┌─ QUOTED PASSAGE
Approaches to deal with deadlock
- Deadlock avoidance
- Deadlock detection and recovery
- Deadlock avoidance
- Deadlock prevention
Deadlock prevention
Deadlock can be prevented by attacking the one of the four conditions that leads to deadlock.
Attacking the Mutual Exclusion Condition
- No deadlock if no resource is ever assigned exclusively to a single process.
- Some devices can be spooled such as printer, by spooling printer output; several processes can generate output at the same time.
- Only the printer daemon process uses physical printer.
- Thus deadlock for printer can be eliminated.
- Not all devices can be spooled.
- Principle:
- Avoid assigning a resource when that is not absolutely necessary.
- Try to make sure that as few processes as possible actually claim the resource.
Attacking the Hold and Wait Condition
- Require processes to request all their resources before starting execution.
- A process is allowed to run if all resources it needed is available. Otherwise nothing will be allocated and it will just wait.
- Problem with this strategy is that a process may not know required resources at start of run.
- Resource will not be used optimally.
└─
§ WORK TO COMPLETE:
**a.** Please reproduce the deadlock passage from "Attacking the Mutual" up to and including "the same time.", renaming "printer" as "plotter" throughout.
**b.** According to the deadlock passage, which process is the only one that uses the physical printer?
**c.** Decide whether each statement agrees with the deadlock passage, answering yes or no and quoting the deciding words: (i) Every device can be spooled. (ii) To attack the hold and wait condition, processes must request all their resources before starting execution. (iii) Under the hold and wait strategy, resources are used optimally.
┌─ EXTRACTED RECORDS
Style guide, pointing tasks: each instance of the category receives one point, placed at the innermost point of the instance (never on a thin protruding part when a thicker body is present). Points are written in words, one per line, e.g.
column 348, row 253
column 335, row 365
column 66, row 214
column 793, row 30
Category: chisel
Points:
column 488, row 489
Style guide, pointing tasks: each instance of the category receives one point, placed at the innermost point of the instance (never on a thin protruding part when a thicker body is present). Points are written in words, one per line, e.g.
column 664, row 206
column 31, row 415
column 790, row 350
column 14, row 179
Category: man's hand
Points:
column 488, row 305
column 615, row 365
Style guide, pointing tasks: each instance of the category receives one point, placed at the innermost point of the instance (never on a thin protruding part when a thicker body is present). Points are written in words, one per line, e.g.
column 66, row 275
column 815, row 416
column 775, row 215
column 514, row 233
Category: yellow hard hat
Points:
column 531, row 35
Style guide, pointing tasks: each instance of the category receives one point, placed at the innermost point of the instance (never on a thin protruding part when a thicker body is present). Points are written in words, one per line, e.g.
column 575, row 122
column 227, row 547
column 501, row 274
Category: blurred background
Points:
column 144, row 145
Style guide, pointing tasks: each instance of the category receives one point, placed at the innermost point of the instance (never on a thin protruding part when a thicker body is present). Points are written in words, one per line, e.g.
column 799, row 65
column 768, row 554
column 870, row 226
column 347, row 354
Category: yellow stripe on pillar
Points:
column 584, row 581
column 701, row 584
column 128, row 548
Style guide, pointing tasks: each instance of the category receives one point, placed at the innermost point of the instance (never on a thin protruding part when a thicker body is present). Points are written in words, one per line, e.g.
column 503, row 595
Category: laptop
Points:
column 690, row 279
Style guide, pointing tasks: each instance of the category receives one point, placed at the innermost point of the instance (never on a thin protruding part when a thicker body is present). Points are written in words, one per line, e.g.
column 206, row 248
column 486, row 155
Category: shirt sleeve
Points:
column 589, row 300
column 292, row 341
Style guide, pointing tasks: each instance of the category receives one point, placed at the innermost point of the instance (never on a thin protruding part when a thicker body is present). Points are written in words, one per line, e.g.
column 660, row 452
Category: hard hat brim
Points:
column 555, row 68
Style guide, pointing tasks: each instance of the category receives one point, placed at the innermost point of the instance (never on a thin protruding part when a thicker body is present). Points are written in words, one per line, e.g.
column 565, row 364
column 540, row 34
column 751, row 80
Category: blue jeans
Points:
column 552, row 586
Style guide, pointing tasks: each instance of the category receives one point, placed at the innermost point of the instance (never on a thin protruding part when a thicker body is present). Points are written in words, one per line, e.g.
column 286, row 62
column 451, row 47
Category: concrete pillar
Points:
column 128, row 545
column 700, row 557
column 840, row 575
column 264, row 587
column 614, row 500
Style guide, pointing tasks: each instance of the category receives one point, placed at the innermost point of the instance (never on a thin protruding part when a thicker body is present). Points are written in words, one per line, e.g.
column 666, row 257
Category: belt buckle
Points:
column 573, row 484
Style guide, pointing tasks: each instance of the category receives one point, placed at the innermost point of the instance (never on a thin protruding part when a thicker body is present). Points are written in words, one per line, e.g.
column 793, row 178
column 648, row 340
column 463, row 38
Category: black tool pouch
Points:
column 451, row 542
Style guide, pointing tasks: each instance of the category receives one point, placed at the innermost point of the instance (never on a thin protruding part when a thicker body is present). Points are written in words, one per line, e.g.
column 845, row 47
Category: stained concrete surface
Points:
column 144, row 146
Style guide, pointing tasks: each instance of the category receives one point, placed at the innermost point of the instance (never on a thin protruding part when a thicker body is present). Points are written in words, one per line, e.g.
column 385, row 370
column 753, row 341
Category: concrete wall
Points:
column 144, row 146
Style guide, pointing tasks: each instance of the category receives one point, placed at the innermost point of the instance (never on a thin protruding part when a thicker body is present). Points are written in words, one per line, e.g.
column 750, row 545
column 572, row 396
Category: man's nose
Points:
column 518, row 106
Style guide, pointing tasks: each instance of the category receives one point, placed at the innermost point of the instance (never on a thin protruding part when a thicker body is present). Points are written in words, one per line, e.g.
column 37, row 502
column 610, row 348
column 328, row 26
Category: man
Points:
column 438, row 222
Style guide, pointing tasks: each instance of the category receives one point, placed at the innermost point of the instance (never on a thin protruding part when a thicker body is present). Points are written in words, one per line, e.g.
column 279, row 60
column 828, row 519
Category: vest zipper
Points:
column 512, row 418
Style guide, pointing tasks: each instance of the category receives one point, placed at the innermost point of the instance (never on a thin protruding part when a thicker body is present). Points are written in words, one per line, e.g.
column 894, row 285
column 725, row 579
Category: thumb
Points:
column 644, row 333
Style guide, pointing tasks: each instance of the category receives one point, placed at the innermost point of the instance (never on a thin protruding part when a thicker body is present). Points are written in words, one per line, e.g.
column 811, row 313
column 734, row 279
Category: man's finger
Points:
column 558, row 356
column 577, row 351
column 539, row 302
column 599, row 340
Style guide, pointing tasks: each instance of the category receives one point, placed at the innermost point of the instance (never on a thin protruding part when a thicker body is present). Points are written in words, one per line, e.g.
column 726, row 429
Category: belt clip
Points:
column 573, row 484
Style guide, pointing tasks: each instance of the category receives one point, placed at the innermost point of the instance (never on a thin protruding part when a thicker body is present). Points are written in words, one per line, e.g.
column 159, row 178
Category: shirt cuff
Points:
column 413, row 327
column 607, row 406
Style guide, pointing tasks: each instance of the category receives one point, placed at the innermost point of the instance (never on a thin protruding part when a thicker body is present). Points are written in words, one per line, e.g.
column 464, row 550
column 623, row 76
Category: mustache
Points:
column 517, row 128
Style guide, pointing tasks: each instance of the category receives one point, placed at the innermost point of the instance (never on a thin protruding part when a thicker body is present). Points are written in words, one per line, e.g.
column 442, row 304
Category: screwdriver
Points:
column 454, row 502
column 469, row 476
└─
§ RESPONSES BY TASK:
**a.**
Attacking the Mutual Exclusion Condition
- No deadlock if no resource is ever assigned exclusively to a single process.
- Some devices can be spooled such as plotter, by spooling plotter output; several processes can generate output at the same time.

**b.** The printer daemon process.

**c.**
(i) No: "Not all devices can be spooled."
(ii) Yes: "Require processes to request all their resources before starting execution."
(iii) No: "Resource will not be used optimally."